- Stored dataset records
┌──

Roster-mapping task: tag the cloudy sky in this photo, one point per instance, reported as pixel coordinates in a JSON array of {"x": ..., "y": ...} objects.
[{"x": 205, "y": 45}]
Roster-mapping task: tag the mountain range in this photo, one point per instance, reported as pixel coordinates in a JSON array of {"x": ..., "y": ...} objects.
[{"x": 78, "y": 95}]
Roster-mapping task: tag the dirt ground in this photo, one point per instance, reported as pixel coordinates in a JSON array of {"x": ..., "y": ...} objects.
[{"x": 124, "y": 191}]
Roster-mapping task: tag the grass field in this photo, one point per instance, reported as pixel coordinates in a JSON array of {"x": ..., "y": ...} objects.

└──

- Exercise instructions
Recast the records above as a numbered list, one line per item, with blank lines left out.

- Task result
1. Roster-mapping task: tag the cloudy sky in this photo, one point per instance, reported as pixel coordinates in a JSON array of {"x": ..., "y": ...} objects.
2. [{"x": 205, "y": 45}]
3. Roster-mapping task: tag the mountain range in this photo, one point per instance, reported as pixel coordinates in a JSON array of {"x": ..., "y": ...} objects.
4. [{"x": 78, "y": 95}]
5. Roster-mapping task: tag the dirt ground in this photo, one point per instance, reported as pixel coordinates in a JSON array of {"x": ..., "y": ...} objects.
6. [{"x": 124, "y": 191}]
7. Roster-mapping task: tag the grass field in this photo, one point per instance, reported as pixel coordinates in a JSON array of {"x": ..., "y": ...} objects.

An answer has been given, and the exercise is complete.